#### Text block
The Southeast Already Has Extinction Rates as High as Hawaii, “the Extinction Capital of the World”

And the Trump administration’s gutting of the Endangered Species Act will only make things worse.

Smoky madtom (Noturus baileyi), a critically endangered and federally endangered species at Conservation Fisheries, a native-stream fish breeding center

Credit: Joel Sartore

Nestled in the Great Smoky Mountains of Tennessee is a ribbon of fresh water called Abrams Creek. Hiding below the surface, under smooth river stones, lives a rare dwarf catfish called the Smoky madtom. This fish is not easy to find. It’s mostly nocturnal, lives in limited locales, and looks like any other catfish to the untrained eye. Despite these hurdles, finding a Smoky madtom today is far easier than it was half a century ago, when the fish verged on extinction.

“If that one madtom went extinct you probably wouldn’t know it, and there wouldn’t be a grand impact except you lost something cool,” says J.R. Shute, codirector of Conservation Fisheries, a Knoxville-based nonprofit that restores imperiled fish populations. “But extinction is an indication of a problem, and sooner or later that problem will catch up to us—whether it’s pollution, the quality of drinking water, or something else.”

Items from a data source
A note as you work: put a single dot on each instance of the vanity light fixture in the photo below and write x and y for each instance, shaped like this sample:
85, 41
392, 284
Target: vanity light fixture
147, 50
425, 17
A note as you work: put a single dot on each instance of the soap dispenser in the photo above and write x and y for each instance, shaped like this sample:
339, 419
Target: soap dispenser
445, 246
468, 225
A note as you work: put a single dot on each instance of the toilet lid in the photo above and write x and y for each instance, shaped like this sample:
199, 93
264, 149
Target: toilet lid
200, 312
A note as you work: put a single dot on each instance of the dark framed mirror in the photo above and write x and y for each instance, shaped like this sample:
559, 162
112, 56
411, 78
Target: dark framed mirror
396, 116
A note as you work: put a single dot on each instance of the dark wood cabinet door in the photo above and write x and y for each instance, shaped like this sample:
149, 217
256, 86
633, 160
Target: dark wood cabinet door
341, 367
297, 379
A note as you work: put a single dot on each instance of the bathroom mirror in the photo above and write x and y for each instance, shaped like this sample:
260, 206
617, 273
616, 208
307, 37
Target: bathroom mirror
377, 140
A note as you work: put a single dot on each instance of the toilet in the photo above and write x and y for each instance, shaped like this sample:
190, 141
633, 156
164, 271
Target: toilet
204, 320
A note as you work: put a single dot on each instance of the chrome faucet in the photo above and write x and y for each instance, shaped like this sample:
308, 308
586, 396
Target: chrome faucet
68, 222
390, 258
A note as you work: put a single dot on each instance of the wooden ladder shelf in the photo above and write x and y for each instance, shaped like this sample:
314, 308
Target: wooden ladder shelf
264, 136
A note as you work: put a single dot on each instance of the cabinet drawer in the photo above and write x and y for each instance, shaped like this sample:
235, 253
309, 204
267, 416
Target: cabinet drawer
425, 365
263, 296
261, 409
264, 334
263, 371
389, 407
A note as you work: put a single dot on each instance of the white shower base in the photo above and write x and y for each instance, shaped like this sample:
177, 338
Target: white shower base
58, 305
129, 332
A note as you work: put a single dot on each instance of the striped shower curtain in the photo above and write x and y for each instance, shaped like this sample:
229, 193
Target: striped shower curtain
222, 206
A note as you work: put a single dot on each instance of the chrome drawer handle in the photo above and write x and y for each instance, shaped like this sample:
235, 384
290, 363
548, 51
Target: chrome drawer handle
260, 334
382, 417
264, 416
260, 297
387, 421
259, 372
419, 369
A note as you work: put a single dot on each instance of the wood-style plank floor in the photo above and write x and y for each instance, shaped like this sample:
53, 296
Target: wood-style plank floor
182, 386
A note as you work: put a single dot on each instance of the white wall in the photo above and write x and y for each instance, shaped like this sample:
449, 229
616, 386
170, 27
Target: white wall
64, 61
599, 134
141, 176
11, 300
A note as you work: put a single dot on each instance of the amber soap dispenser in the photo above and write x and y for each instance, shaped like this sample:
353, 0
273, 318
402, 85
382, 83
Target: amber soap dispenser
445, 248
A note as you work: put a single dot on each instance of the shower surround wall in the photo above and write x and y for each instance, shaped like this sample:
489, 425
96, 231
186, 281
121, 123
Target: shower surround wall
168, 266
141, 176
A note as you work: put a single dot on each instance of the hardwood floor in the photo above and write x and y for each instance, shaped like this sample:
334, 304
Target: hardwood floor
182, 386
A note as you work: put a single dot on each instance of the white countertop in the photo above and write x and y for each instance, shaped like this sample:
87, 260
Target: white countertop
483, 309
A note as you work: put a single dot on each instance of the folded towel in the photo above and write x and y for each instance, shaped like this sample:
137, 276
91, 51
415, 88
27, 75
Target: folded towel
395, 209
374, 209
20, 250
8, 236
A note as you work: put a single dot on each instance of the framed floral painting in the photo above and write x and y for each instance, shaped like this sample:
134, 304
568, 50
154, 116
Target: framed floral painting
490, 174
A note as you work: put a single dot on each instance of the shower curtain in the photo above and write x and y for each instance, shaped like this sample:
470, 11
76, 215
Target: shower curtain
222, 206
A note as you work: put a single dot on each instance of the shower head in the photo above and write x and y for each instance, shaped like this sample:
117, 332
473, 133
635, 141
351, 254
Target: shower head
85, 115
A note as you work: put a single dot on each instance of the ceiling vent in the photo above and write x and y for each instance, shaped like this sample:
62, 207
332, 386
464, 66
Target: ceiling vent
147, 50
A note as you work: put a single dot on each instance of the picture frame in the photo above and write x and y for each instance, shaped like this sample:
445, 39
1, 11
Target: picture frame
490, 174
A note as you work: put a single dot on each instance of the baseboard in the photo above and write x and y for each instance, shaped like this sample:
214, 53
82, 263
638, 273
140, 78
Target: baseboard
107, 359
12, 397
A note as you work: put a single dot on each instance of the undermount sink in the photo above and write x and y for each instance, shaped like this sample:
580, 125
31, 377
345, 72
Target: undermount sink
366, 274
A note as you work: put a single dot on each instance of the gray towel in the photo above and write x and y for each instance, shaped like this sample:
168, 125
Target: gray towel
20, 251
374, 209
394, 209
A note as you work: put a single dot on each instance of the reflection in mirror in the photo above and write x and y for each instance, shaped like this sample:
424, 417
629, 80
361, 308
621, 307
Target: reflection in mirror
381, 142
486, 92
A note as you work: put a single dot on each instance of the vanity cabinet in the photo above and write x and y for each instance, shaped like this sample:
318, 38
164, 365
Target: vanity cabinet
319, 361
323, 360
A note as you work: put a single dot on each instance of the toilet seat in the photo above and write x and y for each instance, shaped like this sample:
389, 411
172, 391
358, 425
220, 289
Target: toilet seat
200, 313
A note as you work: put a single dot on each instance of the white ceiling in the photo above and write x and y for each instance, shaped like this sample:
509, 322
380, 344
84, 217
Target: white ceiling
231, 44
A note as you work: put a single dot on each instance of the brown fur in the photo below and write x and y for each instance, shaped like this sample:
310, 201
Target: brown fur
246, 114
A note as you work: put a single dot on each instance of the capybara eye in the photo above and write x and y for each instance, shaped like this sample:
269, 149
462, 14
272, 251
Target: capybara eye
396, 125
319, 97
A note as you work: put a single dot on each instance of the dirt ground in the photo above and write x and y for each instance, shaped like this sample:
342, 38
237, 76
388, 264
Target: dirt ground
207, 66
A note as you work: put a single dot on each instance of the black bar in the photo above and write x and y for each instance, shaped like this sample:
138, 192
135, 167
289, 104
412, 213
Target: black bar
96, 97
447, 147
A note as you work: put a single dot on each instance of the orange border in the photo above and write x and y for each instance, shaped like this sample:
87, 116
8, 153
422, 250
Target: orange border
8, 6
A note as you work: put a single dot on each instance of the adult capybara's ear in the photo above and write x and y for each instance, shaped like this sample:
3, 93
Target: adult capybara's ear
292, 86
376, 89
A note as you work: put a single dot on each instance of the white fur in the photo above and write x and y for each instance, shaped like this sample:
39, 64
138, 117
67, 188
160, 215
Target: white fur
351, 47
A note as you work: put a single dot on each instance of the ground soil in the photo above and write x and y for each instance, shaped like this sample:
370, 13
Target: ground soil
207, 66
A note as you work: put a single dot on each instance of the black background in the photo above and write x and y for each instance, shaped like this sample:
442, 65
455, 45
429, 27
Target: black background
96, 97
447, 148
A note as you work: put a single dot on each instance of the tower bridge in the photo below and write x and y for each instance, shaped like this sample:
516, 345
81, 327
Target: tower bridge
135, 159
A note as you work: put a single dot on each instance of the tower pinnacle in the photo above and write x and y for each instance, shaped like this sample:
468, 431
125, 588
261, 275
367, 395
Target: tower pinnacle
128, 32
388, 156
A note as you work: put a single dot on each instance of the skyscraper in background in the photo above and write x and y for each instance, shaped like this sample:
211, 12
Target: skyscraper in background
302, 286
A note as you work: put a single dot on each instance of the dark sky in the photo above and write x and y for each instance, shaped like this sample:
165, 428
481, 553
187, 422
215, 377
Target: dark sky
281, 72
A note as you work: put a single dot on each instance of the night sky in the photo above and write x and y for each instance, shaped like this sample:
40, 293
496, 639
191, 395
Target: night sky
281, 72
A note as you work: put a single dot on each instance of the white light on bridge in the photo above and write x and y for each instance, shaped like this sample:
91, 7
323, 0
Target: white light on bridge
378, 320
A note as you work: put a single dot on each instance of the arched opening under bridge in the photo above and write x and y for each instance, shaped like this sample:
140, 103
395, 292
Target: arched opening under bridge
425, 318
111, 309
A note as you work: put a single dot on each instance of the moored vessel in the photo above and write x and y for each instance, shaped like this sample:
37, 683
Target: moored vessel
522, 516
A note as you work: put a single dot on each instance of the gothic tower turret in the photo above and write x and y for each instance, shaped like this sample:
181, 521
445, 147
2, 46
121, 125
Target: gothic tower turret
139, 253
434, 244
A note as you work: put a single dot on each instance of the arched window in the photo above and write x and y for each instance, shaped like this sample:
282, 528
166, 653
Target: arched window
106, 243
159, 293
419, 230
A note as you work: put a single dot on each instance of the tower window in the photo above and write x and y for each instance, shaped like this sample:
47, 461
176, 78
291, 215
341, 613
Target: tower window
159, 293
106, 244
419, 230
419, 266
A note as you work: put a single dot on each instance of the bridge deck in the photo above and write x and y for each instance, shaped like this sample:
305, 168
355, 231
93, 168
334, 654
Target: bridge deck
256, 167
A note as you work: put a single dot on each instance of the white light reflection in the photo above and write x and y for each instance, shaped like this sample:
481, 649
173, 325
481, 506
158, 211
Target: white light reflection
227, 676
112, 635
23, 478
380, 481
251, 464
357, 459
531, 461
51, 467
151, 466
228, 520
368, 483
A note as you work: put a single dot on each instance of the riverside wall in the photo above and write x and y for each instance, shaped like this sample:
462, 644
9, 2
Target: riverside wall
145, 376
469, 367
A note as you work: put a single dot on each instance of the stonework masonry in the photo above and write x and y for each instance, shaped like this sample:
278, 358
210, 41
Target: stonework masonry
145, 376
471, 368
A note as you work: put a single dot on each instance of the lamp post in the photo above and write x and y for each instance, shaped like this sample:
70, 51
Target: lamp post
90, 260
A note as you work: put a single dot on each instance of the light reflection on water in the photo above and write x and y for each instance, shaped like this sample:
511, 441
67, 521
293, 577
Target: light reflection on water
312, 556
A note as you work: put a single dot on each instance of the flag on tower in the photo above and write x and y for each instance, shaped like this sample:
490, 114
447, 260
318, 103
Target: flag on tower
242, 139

#### Problems
1 > What kind of fish does the article on Southeast extinction rates say the Smoky madtom is?
2 > In the listing, how many lines contain the word "brown"? Reply with the number alone.

#### Answers by task
1 > A rare dwarf catfish.

2 > 2